◆ Testo fornito:
>>>

Per potere ascrivere la responsabilità all’ente, secondo quanto stabilito dall’art. 5 del d.lgs. 231/2001, il reato o i reati presupposti devono essere stati realizzati nel suo interesse o vantaggio da soggetti apicali, ossia che rivestono, anche di fatto, funzioni di rappresentanza, amministrazione o direzione o da soggetti sottoposti alla loro vigilanza, indipendentemente che siano dipendenti dell’ente o esterni ad esso. I soggetti apicali sono ad esempio gli amministratori, componenti del consiglio di gestione, membri del comitato esecutivo, dirigenti. I sindaci, invece, non avendo quelle funzioni gestorie proprie degli apicali, ma soltanto poteri di controllo, non possono dirsi tali. Rientrano tra i soggetti sottoposti agli apicali, i lavoratori subordinati, i collaboratori che non hanno un rapporto di lavoro continuativo. Per quanto riguarda i consulenti esterni che operano continuativamente per la società (agenti, franchisee, fornitori), occorre accertare l’effettivo svolgimento di mansioni aziendali sotto la direzione o il controllo di soggetti apicali.
Per evitare la responsabilità l’ente è chiamato ad adottare un modello di organizzazione, gestione e controllo idoneo a prevenire reati della specie di quello verificatosi. Ai fini dell’esenzione da responsabilità non è sufficiente, tuttavia, che il modello sia stato adottato, ma è necessario che esso sia stato efficacemente attuato.
La responsabilità dell’ente è presunta qualora l’illecito sia commesso da una persona fisica che ricopre posizioni di vertice o di responsabilità; ciò comporta un’inversione dell’onere della prova a carico dell’ente il quale, al fine di escludere la propria responsabilità, deve provare che:
- l’ente si è dotato di un modello di organizzazione, gestione e controllo che è stato attuato efficacemente;
- il compito di vigilare sul funzionamento e l’osservanza dei modelli di curare il loro aggiornamento è stato affidato a un organismo dell’ente dotato di autonomi poteri di iniziativa e di controllo;
- il reato è stato commesso mediante elusione fraudolenta del modello;
- la vigilanza da parte dell’organo di controllo non è stata omessa o insufficiente.
Se, invece, il reato è stato commesso dai sottoposti, l’ente risponde solo se la commissione dell’illecito è stata resa possibile dall’inosservanza degli obblighi di direzione e vigilanza.
Al contrario, l’ente non risponde se essi hanno agito nell’esclusivo interesse proprio o di terzi.

<<<

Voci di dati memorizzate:

>>>

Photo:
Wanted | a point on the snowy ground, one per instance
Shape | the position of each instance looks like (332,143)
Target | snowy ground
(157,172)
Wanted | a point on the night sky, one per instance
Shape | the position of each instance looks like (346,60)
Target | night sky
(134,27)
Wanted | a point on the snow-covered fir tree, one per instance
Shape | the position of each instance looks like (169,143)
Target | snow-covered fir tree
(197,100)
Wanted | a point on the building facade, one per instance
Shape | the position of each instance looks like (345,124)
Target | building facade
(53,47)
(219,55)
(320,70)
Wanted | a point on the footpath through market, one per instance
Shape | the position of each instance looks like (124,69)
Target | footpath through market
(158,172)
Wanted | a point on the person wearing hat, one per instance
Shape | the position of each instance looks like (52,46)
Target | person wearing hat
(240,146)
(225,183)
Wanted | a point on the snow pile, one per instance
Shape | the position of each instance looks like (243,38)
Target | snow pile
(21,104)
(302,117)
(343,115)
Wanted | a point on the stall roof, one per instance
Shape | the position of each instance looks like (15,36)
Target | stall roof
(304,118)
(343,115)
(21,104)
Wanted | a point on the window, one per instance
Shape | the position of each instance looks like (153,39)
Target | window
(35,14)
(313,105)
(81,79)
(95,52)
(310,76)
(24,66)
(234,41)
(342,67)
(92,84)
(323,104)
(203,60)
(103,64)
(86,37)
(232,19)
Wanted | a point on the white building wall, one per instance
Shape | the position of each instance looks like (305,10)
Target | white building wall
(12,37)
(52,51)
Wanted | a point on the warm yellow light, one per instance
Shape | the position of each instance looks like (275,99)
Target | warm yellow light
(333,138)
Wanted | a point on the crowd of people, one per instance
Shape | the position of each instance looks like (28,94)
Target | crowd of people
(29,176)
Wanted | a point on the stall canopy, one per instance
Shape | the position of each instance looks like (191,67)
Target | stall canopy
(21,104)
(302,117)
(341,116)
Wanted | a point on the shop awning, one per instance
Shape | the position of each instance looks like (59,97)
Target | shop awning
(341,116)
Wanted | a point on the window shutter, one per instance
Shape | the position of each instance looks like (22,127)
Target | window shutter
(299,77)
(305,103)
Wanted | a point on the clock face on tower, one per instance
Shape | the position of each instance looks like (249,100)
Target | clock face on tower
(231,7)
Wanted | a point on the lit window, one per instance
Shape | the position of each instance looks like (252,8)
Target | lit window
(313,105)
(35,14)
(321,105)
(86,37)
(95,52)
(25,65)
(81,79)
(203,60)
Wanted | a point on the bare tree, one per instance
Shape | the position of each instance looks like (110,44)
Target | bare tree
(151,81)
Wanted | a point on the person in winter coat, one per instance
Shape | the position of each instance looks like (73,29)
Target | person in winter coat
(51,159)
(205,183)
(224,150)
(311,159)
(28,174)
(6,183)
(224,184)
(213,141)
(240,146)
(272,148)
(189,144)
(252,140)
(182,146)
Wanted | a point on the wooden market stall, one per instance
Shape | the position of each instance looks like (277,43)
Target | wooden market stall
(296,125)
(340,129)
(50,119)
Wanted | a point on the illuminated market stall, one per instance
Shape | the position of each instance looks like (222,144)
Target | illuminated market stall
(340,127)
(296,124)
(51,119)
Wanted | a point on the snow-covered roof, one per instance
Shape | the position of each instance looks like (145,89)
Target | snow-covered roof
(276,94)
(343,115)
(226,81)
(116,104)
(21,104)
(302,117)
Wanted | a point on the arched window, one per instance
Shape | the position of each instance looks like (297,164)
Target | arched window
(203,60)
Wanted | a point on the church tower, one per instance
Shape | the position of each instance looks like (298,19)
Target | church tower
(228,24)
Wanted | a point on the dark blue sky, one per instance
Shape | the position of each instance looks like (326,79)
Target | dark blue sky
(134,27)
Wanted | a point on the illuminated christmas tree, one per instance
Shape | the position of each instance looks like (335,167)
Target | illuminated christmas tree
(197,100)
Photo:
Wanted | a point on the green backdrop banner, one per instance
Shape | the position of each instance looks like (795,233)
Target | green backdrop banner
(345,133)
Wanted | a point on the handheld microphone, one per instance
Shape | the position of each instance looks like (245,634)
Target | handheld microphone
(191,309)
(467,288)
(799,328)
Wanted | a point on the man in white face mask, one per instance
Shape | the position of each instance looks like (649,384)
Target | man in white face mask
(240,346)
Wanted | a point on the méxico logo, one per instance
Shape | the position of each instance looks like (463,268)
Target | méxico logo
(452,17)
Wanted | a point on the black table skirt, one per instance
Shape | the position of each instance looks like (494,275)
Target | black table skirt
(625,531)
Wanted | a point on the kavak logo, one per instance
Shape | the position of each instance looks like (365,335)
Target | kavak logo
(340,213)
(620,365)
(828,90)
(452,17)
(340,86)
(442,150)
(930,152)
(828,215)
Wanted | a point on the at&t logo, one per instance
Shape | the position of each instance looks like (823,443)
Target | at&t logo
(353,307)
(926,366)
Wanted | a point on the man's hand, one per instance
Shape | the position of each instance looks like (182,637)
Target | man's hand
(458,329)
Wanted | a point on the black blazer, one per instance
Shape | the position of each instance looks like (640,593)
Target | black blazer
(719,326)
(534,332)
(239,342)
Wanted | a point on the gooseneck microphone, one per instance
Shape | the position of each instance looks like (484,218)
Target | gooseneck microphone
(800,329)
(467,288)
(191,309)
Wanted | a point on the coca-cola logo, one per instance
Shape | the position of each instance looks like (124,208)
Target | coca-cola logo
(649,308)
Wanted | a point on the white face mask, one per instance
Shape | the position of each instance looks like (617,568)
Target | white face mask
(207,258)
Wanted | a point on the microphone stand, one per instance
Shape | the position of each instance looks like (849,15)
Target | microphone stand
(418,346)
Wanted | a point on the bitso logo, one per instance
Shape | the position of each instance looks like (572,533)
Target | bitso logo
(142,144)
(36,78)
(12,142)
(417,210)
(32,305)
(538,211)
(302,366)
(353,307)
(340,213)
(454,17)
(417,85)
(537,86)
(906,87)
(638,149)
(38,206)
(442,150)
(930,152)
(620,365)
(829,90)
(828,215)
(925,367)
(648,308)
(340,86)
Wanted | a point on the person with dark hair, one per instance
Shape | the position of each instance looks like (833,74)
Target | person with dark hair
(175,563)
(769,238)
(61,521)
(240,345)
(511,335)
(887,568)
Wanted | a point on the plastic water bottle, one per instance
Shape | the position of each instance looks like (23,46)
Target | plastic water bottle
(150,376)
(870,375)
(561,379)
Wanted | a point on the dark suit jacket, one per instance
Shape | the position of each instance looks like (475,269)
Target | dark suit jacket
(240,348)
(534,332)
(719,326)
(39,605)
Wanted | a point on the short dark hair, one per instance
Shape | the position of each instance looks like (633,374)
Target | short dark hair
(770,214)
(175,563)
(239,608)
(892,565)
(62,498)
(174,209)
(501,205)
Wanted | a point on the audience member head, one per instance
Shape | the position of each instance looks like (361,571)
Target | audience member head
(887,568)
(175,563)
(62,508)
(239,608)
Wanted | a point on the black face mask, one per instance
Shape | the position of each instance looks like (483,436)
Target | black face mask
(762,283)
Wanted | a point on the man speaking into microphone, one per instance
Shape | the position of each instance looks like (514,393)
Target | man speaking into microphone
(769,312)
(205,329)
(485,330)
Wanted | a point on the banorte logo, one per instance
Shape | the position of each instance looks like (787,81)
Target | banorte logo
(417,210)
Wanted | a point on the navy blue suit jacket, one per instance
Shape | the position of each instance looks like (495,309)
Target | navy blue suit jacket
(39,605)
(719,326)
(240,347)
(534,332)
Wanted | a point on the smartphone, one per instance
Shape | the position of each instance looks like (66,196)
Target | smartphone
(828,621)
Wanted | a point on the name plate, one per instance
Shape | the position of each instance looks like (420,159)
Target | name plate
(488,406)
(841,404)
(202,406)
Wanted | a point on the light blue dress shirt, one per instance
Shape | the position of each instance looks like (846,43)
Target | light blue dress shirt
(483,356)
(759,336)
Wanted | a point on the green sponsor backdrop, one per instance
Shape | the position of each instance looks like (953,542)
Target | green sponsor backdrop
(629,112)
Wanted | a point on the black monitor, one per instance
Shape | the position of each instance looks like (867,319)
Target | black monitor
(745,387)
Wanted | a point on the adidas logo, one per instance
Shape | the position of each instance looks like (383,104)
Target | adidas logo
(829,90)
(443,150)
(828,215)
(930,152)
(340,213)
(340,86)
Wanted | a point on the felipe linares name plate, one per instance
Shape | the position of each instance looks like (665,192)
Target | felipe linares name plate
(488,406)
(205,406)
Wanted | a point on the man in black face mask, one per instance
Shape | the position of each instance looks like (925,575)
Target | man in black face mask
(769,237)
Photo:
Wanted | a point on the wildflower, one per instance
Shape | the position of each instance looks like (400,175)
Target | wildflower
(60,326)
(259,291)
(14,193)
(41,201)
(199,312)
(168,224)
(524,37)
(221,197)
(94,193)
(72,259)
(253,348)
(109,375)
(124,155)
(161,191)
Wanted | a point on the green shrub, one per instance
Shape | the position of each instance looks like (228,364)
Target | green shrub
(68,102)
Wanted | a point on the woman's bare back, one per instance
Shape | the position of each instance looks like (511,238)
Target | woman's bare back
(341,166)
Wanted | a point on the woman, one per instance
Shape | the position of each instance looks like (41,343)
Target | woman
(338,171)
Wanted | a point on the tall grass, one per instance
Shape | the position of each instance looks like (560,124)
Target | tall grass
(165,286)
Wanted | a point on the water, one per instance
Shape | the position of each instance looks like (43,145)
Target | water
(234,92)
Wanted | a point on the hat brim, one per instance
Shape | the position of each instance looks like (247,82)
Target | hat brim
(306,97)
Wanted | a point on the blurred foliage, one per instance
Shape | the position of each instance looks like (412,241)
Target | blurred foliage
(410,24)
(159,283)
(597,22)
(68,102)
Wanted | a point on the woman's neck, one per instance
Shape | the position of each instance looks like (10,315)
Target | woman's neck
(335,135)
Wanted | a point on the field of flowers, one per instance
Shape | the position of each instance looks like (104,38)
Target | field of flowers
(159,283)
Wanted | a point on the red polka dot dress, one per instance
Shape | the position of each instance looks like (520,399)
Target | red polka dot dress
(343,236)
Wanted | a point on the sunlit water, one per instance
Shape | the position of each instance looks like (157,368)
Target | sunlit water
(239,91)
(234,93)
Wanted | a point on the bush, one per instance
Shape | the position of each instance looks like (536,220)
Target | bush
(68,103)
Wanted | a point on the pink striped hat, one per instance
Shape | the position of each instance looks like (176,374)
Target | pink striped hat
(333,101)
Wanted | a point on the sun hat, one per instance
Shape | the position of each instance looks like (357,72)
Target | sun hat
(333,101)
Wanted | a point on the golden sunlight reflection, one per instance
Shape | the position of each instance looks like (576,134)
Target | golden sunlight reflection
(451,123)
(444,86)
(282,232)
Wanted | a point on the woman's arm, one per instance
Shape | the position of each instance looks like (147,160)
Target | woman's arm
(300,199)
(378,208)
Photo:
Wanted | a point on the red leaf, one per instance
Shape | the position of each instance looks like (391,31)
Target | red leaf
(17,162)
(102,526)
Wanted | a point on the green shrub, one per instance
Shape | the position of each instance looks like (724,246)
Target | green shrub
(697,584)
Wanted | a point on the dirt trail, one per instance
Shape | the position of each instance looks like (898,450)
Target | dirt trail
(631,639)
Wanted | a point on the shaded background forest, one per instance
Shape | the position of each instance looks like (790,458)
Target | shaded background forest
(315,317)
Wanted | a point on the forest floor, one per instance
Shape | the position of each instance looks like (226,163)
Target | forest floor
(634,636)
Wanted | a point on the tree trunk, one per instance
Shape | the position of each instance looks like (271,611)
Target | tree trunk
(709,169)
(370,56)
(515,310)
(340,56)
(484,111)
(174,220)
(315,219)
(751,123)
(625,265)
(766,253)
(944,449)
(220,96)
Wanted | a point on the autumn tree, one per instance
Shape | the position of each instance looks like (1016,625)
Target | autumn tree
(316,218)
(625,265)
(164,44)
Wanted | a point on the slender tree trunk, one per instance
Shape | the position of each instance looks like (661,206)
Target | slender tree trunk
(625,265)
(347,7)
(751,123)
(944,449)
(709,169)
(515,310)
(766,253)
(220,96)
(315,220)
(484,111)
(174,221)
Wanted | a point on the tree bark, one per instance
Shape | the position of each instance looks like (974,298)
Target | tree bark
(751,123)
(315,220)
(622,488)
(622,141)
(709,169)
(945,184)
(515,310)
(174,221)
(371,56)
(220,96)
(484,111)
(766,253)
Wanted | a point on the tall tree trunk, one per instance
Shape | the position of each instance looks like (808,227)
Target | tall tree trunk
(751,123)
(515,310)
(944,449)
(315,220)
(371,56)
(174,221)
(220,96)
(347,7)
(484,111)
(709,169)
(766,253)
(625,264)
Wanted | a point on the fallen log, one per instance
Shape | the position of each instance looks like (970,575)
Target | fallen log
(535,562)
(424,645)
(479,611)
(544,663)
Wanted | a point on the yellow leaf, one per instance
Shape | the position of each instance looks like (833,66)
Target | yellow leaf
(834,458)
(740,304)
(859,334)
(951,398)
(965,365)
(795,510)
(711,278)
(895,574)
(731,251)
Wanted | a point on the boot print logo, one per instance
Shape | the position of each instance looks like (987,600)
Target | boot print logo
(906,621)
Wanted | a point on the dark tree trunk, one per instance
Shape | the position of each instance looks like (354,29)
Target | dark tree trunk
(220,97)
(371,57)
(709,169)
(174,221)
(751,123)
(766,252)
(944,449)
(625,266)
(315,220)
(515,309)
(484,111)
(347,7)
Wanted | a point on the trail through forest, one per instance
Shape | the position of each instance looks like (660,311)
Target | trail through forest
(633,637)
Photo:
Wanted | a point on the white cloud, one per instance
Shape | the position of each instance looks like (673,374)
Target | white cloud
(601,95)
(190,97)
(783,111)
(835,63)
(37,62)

<<<

◆ Lavoro richiesto:
A. Rispondi a queste domande sul testo relativo alla responsabilità degli enti, una per riga:
(i) Perché i sindaci non possono essere considerati soggetti apicali?
(ii) Ai fini dell'esenzione da responsabilità, che cosa è necessario oltre all'adozione del modello?
(iii) Se il reato è stato commesso dai sottoposti, in quale caso l'ente ne risponde?
B. Restituisci ogni riga dei record che contiene la stringa "stall".

◆ Le risposte:
A.
(i) Perché non hanno le funzioni gestorie proprie degli apicali, ma soltanto poteri di controllo.
(ii) È necessario che il modello sia stato efficacemente attuato.
(iii) Solo se la commissione dell'illecito è stata resa possibile dall'inosservanza degli obblighi di direzione e vigilanza.

B.
Wanted | a point on the stall roof, one per instance
Target | stall roof
Wanted | a point on the stall canopy, one per instance
Target | stall canopy
Wanted | a point on the wooden market stall, one per instance
Target | wooden market stall
Wanted | a point on the illuminated market stall, one per instance
Target | illuminated market stall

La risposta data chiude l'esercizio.